# DOCUMENT:
┌────────

- Theatrical release poster
- Directed by: Sean Anders
- Screenplay by: Sean Anders; John Morris;
- Story by: John Francis Daley; Jonathan Goldstein; Sean Anders; John Morris;
- Based on: Characters by Michael Markowitz
- Produced by: Brett Ratner; Jay Stern; John Morris;
- Starring: Jason Bateman; Charlie Day; Jason Sudeikis; Jennifer Aniston; Jamie Foxx; Chris Pine; Christoph Waltz;
- Cinematography: Julio Macat
- Edited by: Eric Kissack
- Music by: Christopher Lennertz
- Production companies: New Line Cinema; Benderspink; RatPac Entertainment;
- Distributed by: Warner Bros. Pictures
- Release dates: November 12, 2014 (London); November 26, 2014 (United States);
- Running time: 108 minutes
- Country: United States
- Language: English
- Budget: $42 million
- Box office: $107.7 million

= Horrible Bosses 2 =

Horrible Bosses 2 is a 2014 American crime comedy film directed by Sean Anders and written by Anders and John Morris. A sequel to 2011's Horrible Bosses, the film features Jason Bateman, Charlie Day, Jason Sudeikis, Jennifer Aniston, Jamie Foxx, Kevin Spacey, and Lindsay Sloane reprising their roles from the previous film, with Chris Pine and Christoph Waltz joining the cast.

└────────

# JOB A:
Rewrite the paragraph in the Horrible Bosses 2 article that begins "Horrible Bosses 2 is a 2014 American crime comedy film" in a shorter form, keeping its main facts.
# JOB B:
According to the Horrible Bosses 2 article, who composed the film's music?

# ENTRIES SUPPLIED:
┌────────

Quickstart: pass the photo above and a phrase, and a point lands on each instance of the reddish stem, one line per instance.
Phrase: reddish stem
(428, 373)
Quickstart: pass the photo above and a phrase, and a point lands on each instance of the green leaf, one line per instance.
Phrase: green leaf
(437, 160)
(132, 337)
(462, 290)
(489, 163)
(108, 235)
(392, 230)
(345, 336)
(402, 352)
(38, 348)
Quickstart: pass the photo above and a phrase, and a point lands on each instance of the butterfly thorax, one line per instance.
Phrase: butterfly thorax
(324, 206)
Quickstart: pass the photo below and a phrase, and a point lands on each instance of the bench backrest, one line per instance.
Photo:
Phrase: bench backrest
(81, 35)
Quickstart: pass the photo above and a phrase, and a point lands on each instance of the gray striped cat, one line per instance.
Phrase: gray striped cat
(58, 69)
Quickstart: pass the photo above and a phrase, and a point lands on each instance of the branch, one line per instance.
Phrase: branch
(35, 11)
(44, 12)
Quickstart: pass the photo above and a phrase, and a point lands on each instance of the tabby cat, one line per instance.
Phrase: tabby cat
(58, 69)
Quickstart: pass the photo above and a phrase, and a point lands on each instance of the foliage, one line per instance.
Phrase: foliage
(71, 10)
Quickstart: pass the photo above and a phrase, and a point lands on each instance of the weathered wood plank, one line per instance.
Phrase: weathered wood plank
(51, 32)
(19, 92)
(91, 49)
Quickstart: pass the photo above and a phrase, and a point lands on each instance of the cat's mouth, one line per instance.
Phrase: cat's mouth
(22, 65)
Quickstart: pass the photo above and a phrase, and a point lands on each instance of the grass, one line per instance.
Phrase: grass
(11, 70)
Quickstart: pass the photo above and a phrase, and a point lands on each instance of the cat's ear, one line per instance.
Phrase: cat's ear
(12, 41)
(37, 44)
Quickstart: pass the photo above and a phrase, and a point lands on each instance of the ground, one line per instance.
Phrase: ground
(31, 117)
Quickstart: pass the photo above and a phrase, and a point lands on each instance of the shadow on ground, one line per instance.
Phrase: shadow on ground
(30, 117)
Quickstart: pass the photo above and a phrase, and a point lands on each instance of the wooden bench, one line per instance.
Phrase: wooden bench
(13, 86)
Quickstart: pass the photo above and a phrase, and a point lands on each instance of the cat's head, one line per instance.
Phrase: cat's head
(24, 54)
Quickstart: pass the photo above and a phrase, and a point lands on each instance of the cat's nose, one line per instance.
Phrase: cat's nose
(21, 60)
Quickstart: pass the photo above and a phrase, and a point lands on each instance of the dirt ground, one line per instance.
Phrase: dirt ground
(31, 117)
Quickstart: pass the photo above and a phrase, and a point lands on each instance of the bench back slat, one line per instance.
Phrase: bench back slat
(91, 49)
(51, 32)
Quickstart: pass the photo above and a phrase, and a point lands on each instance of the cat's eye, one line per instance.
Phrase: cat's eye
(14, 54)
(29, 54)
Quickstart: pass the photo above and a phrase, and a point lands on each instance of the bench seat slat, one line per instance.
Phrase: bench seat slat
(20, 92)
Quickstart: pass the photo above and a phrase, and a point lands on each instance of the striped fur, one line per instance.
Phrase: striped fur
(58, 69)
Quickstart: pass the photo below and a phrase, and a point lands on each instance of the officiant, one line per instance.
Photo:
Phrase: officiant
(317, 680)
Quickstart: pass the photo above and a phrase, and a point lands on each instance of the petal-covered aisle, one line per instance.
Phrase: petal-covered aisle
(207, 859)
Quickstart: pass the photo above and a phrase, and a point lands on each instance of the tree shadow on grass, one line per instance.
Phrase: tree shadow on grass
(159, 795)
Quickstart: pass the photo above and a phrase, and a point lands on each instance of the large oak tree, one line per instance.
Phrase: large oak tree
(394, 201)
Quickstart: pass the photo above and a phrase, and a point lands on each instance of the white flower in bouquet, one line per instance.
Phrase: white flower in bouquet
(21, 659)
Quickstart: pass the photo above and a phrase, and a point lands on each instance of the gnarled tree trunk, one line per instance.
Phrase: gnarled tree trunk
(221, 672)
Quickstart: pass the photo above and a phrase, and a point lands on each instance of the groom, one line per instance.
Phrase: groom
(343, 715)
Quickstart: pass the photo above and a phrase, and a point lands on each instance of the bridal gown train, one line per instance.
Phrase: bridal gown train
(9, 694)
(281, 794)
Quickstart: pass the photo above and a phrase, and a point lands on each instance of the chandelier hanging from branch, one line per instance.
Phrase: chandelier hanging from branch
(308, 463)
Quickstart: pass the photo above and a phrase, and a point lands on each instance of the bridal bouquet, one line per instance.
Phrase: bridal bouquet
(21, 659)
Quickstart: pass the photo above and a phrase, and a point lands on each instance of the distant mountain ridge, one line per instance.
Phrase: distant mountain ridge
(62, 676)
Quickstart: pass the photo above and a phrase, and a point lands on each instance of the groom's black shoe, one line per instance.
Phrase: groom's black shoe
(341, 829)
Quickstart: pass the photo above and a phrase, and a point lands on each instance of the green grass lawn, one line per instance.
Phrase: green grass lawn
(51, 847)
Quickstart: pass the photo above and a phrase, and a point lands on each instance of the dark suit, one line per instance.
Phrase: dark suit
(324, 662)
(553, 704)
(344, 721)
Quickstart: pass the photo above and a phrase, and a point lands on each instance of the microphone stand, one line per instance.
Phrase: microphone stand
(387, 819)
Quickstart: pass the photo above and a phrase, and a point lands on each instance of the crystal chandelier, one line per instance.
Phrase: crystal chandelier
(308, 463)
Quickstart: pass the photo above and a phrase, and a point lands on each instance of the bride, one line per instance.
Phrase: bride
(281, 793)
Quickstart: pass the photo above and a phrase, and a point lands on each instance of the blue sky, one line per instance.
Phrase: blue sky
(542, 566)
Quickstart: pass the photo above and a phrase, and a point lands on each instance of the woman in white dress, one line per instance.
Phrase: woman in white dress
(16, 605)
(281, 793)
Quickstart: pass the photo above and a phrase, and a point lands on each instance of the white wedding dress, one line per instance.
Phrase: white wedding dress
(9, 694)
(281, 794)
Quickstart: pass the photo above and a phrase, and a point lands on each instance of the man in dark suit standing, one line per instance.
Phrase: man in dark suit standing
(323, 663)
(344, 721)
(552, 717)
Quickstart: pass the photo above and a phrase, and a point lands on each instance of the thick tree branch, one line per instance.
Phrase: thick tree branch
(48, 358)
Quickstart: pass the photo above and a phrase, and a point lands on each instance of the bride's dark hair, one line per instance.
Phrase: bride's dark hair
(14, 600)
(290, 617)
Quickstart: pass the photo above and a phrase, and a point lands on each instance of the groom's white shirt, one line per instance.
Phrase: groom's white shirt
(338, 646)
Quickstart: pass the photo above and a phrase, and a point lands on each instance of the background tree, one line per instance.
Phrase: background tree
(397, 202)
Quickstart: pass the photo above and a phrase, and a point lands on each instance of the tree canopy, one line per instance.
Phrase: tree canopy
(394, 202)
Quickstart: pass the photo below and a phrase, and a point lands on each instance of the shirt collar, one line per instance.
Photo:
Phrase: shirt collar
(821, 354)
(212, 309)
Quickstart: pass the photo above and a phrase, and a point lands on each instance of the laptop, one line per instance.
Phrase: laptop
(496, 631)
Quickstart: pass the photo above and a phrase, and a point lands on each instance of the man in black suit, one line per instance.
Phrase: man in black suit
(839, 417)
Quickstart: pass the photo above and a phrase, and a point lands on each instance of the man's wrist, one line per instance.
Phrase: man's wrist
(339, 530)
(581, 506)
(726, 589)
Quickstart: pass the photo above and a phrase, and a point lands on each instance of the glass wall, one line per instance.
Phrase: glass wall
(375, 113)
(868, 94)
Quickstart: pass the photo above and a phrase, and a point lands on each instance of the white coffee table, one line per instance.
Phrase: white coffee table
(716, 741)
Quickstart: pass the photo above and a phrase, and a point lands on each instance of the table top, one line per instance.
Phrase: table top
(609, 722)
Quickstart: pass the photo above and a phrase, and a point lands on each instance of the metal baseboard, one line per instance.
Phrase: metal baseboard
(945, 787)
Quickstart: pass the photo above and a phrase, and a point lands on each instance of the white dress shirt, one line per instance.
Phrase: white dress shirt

└────────

# FINAL ANSWER A:
Horrible Bosses 2, a 2014 American crime comedy directed by Sean Anders and written by Anders and John Morris, is the sequel to 2011's Horrible Bosses. Jason Bateman, Charlie Day, Jason Sudeikis, Jennifer Aniston, Jamie Foxx, Kevin Spacey, and Lindsay Sloane return in their earlier roles, and Chris Pine and Christoph Waltz join the cast.

# FINAL ANSWER B:
Christopher Lennertz